■ The task: Print the line that contains "distant building in the photo above." and every line after it through the last line of the records below, exactly as written and nothing else.

■ Records shown:

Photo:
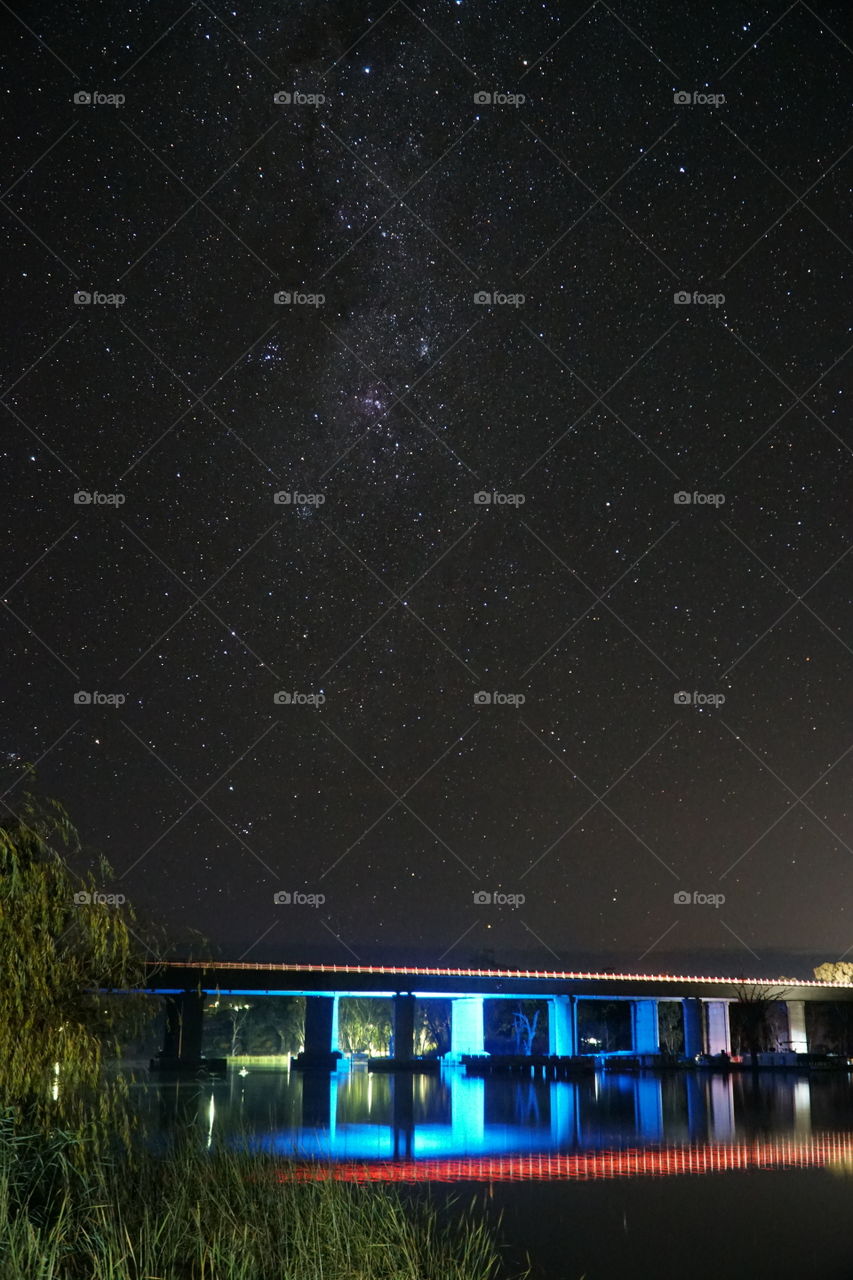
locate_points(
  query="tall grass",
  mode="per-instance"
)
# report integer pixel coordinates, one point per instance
(191, 1214)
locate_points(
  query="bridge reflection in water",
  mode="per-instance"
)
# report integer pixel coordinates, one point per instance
(448, 1127)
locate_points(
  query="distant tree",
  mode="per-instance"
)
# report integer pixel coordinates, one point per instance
(753, 1019)
(434, 1031)
(62, 942)
(835, 970)
(284, 1015)
(524, 1029)
(670, 1022)
(364, 1025)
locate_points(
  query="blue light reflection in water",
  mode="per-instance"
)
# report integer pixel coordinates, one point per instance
(359, 1115)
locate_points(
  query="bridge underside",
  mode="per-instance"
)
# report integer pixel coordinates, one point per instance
(705, 1024)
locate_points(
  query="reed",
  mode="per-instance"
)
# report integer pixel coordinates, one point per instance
(228, 1214)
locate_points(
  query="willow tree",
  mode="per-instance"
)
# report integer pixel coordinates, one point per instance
(63, 942)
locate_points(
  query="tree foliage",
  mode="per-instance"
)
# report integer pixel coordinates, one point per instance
(835, 970)
(59, 945)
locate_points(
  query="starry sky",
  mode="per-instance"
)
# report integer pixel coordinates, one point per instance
(537, 320)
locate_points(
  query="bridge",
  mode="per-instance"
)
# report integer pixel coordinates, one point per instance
(705, 1002)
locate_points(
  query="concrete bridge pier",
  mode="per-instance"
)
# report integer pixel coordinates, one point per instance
(797, 1037)
(562, 1029)
(320, 1050)
(644, 1028)
(719, 1028)
(466, 1027)
(182, 1034)
(693, 1032)
(402, 1046)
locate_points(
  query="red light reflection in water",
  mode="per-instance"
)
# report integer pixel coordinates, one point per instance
(593, 1165)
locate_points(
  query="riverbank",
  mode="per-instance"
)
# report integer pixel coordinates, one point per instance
(74, 1207)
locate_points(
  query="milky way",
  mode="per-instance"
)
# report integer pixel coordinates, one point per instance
(415, 397)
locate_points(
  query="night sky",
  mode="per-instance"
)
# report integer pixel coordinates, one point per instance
(582, 400)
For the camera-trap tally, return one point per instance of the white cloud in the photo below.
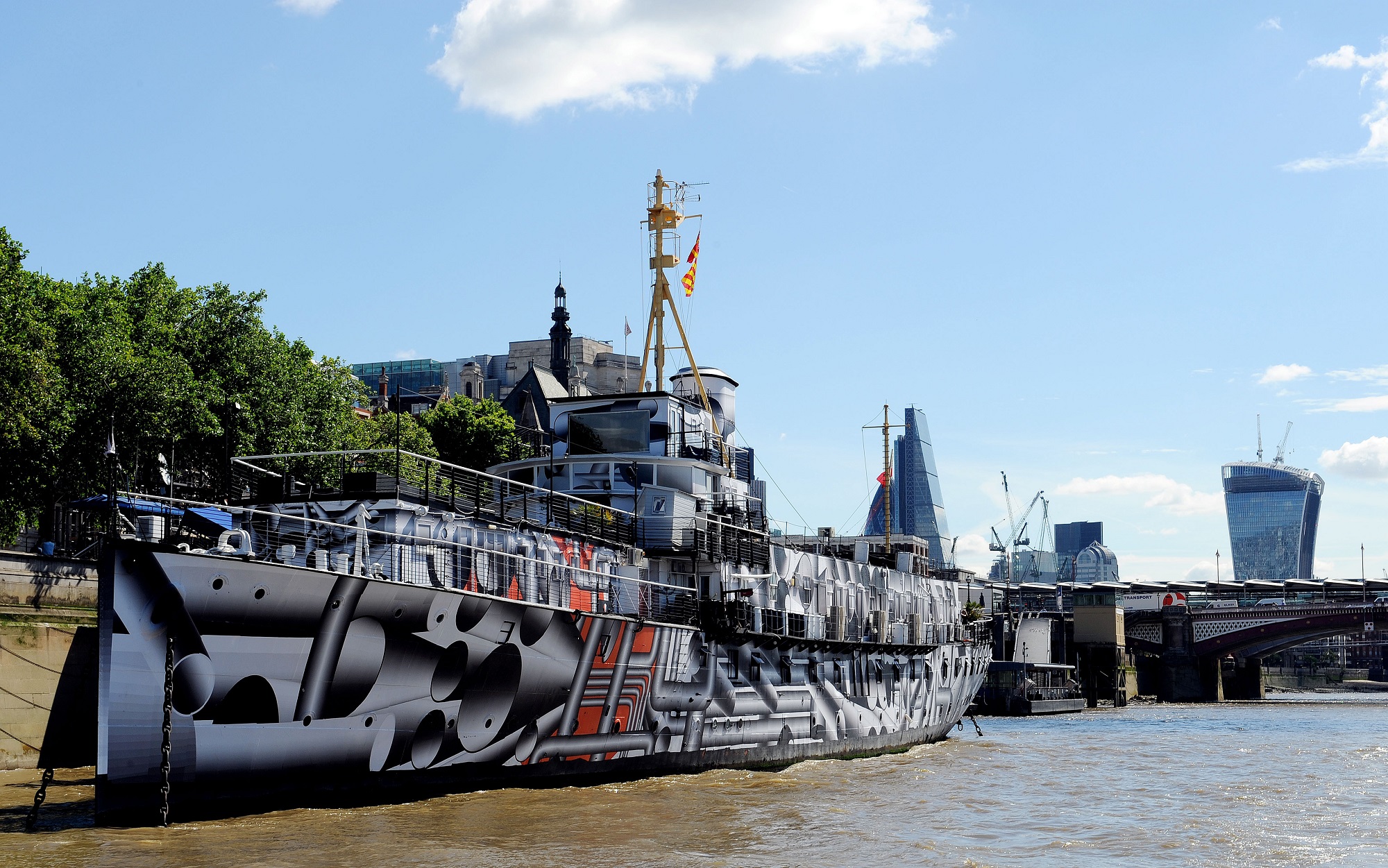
(517, 57)
(971, 544)
(307, 7)
(1366, 459)
(1176, 498)
(1378, 373)
(1285, 373)
(1355, 405)
(1205, 572)
(1376, 151)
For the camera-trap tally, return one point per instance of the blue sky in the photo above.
(1090, 240)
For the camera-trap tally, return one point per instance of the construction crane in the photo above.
(1018, 529)
(1282, 447)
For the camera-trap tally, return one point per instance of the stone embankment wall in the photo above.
(48, 662)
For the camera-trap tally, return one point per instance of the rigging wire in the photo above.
(763, 462)
(856, 511)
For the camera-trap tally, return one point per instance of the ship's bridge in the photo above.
(611, 448)
(664, 458)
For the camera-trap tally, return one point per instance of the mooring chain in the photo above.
(169, 731)
(38, 799)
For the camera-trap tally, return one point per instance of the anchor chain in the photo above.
(38, 799)
(169, 731)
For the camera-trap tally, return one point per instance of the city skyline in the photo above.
(1087, 243)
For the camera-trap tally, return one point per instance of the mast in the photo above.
(666, 216)
(886, 486)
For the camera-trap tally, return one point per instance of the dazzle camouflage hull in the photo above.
(301, 687)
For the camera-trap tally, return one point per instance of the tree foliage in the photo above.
(163, 365)
(473, 433)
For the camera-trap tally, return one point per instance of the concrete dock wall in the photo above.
(48, 662)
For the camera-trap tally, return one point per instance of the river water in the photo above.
(1301, 780)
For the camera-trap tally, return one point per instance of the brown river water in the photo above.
(1301, 780)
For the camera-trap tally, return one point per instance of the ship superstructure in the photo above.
(381, 626)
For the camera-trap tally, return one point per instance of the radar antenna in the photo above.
(663, 218)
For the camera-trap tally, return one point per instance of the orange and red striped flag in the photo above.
(689, 276)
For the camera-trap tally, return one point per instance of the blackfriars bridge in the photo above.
(1197, 645)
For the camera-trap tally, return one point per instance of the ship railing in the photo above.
(564, 580)
(373, 475)
(706, 536)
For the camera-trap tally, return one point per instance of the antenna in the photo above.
(1282, 447)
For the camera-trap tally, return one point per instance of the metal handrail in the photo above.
(588, 590)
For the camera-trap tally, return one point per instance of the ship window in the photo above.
(607, 433)
(593, 476)
(561, 475)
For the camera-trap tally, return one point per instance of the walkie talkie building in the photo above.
(1273, 511)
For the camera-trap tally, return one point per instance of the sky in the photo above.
(1093, 241)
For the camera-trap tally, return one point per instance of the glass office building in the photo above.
(917, 508)
(1273, 511)
(410, 375)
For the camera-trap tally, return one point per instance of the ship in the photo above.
(377, 626)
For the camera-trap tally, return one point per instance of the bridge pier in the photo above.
(1186, 676)
(1247, 680)
(1190, 679)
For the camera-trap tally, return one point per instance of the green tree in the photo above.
(378, 432)
(34, 416)
(166, 366)
(473, 433)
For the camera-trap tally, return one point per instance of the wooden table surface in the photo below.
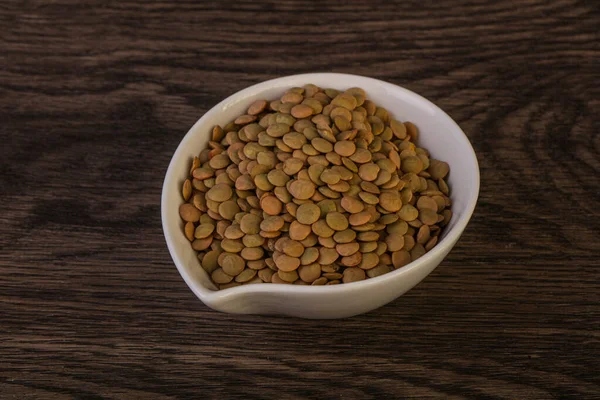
(94, 99)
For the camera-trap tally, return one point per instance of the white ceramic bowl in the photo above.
(438, 133)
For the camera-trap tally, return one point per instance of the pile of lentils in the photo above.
(319, 187)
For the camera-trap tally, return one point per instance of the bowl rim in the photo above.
(213, 296)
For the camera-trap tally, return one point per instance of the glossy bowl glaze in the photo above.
(438, 133)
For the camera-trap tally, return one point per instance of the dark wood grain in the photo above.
(94, 98)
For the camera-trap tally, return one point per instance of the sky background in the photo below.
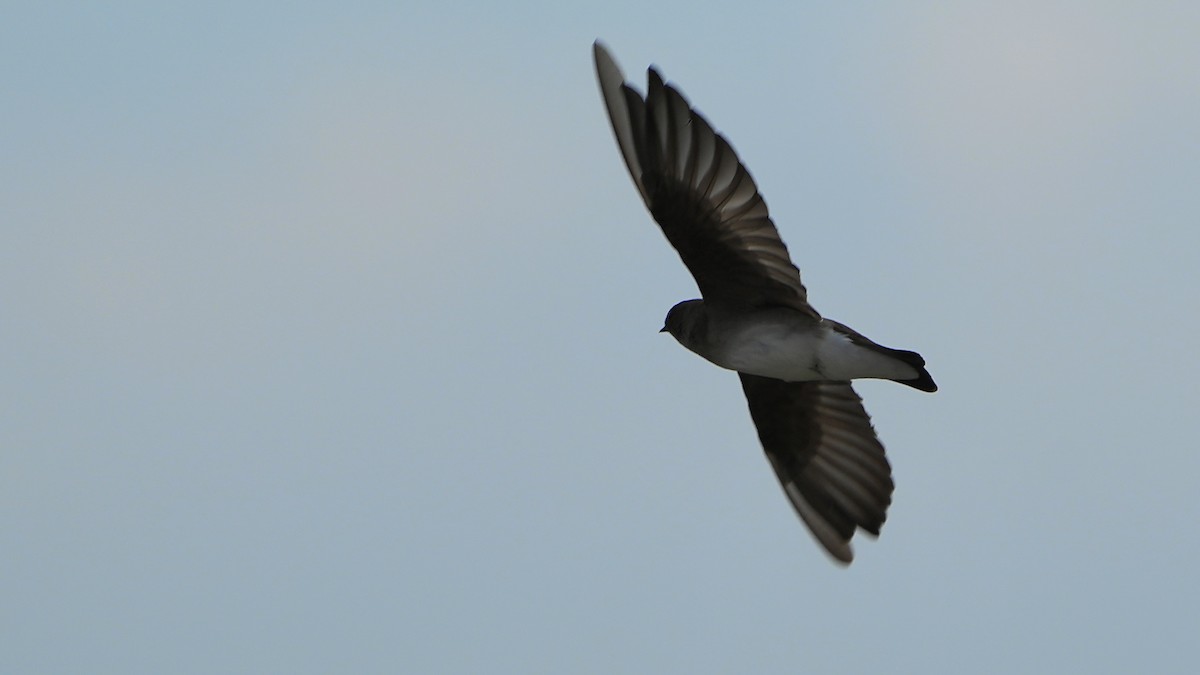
(328, 340)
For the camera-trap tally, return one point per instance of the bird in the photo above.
(754, 316)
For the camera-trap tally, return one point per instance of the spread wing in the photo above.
(700, 193)
(825, 452)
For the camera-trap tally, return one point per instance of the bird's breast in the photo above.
(796, 352)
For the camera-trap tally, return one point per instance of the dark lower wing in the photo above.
(826, 454)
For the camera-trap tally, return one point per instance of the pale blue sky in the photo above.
(329, 340)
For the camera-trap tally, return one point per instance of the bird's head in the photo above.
(685, 321)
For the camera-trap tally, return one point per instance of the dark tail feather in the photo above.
(923, 381)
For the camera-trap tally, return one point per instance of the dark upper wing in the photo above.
(821, 443)
(700, 193)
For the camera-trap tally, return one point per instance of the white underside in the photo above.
(802, 356)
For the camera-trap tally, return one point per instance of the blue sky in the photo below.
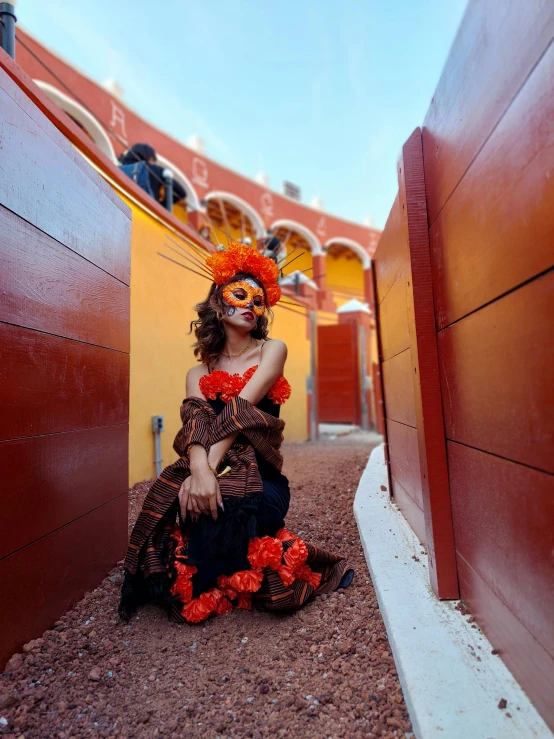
(319, 92)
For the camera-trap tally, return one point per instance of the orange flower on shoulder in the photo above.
(284, 535)
(246, 581)
(195, 611)
(245, 601)
(182, 589)
(280, 392)
(224, 606)
(249, 373)
(210, 385)
(265, 552)
(304, 572)
(286, 574)
(231, 386)
(296, 554)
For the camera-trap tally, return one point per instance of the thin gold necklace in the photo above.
(232, 356)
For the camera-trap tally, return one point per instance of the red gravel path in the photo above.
(326, 671)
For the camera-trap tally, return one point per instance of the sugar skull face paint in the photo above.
(245, 294)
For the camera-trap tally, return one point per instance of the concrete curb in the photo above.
(452, 683)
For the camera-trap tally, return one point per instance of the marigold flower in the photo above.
(296, 554)
(280, 392)
(223, 581)
(286, 574)
(224, 606)
(284, 535)
(246, 581)
(211, 598)
(240, 258)
(231, 386)
(195, 611)
(182, 589)
(304, 572)
(184, 570)
(265, 552)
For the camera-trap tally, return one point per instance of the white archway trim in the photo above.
(311, 238)
(86, 119)
(354, 246)
(255, 218)
(192, 195)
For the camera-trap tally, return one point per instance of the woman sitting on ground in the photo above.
(211, 534)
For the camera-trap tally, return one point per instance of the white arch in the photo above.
(192, 195)
(358, 249)
(311, 238)
(80, 114)
(255, 218)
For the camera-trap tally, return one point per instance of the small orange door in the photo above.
(338, 374)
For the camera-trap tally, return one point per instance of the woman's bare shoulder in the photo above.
(275, 348)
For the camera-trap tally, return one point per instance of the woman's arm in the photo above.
(271, 367)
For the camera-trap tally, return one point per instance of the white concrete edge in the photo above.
(452, 682)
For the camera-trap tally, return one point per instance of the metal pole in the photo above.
(7, 28)
(167, 174)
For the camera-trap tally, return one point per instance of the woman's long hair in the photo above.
(208, 328)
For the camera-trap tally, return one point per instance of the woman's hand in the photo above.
(200, 493)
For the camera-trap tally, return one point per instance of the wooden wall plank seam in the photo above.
(426, 381)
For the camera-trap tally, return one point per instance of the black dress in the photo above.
(276, 494)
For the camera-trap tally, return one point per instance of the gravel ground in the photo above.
(326, 671)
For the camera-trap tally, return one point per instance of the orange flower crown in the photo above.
(237, 258)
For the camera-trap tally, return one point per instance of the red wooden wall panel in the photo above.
(497, 46)
(398, 388)
(425, 373)
(64, 371)
(529, 662)
(405, 459)
(51, 384)
(43, 580)
(517, 504)
(74, 208)
(487, 168)
(503, 202)
(496, 373)
(51, 480)
(392, 278)
(409, 508)
(53, 289)
(394, 246)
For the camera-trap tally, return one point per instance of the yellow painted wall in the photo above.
(303, 262)
(163, 296)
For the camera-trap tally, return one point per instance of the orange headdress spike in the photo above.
(237, 258)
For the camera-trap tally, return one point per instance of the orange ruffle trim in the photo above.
(237, 258)
(235, 591)
(229, 386)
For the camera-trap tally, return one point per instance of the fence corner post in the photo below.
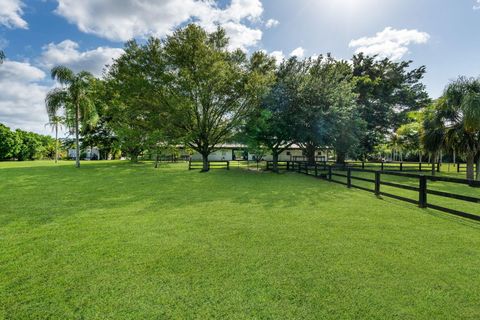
(349, 177)
(422, 192)
(377, 183)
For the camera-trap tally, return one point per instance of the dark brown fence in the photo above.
(346, 175)
(198, 165)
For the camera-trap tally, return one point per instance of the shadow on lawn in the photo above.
(38, 195)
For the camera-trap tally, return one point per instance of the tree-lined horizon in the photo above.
(190, 89)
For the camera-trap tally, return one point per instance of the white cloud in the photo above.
(278, 55)
(126, 19)
(271, 23)
(11, 14)
(66, 53)
(299, 52)
(389, 43)
(22, 96)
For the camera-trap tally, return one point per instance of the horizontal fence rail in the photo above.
(345, 175)
(198, 165)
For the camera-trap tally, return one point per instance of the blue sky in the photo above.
(37, 34)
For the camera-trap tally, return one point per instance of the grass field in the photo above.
(114, 240)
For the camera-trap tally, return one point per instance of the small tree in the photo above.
(74, 99)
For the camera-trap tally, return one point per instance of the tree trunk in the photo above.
(478, 167)
(156, 159)
(205, 163)
(341, 156)
(470, 167)
(77, 138)
(56, 143)
(275, 162)
(310, 153)
(432, 158)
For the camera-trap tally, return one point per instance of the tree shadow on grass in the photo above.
(38, 195)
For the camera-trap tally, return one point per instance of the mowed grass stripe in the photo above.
(115, 240)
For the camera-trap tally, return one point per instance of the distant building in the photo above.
(229, 152)
(90, 153)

■ Your solution:
For the camera-trap tally, return one point per instance of the distant building in the photo above.
(229, 152)
(90, 153)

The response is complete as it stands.